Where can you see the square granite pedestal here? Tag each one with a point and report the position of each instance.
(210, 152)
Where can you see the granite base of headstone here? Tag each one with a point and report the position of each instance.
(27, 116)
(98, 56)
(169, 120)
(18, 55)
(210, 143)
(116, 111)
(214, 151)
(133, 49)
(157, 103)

• [TASK TO CARRY OUT]: From the line containing "Where can you see the granite" to the last line of the material, please quote every line exactly and only those.

• [OUTPUT OF THE EXERCISE]:
Where can you see the granite base of headstone here? Tag each one with a point and report the position of each instance.
(27, 116)
(98, 56)
(169, 120)
(18, 55)
(210, 143)
(116, 111)
(214, 151)
(133, 49)
(157, 103)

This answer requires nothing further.